Objectifs:
A. Réécrivez le passage de l'extrait de « Maintenant, une analyse » à « urbaine de Lyon). », en remplaçant « aire urbaine de Lyon » par « agglomération lyonnaise ».
B. Résumez en deux phrases l'extrait sur les choix de localisation des ménages.
C. D'après l'extrait, combien de ménages les données exhaustives du RGP de 1999 contiennent-elles pour l'aire urbaine de Lyon ?

Extrait:
━━━━━━
5.3.2. Les choix de localisation des ménages

Maintenant, une analyse plus fine du comportement de localisation des ménages va être menée, en s’appuyant sur les données désagrégées (au niveau du ménage) du RGP de 1999 (les données exhaustives, contenant les 662 249 ménages de l’aire urbaine de Lyon).

La question qu’on se pose est de savoir qui se localise où, ou plus explicitement, pour chaque type de ménage défini en fonction de son profil, quel est le type d’IRIS, également défini en fonction de ses caractéristiques physiques, où il va se localiser. La mise en relation de ces deux groupes de caractéristiques décrivant le profil des ménages et celui des zones IRIS, fait ressortir, en fait, les préférences des différents types de ménages pour les différents types d’IRIS ou alternatives de choix de localisation.
━━━━━━
Données brutes:
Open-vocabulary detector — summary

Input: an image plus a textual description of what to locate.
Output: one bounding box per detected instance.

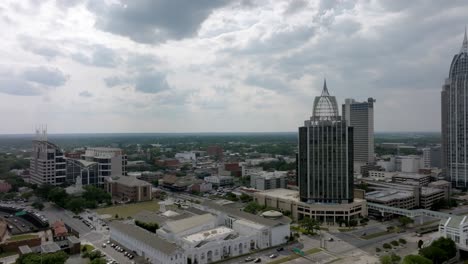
━━━━━━
Corrigés des exercices:
A.
Maintenant, une analyse plus fine du comportement de localisation des ménages va être menée, en s’appuyant sur les données désagrégées (au niveau du ménage) du RGP de 1999 (les données exhaustives, contenant les 662 249 ménages de l’agglomération lyonnaise).

B. L'analyse du comportement de localisation des ménages s'appuie sur les données désagrégées du RGP de 1999, qui contiennent les 662 249 ménages de l'aire urbaine de Lyon. Elle cherche à déterminer dans quel type d'IRIS se localise chaque type de ménage, et la mise en relation des profils des ménages avec ceux des zones IRIS fait ressortir leurs préférences.

C. Elles contiennent 662 249 ménages.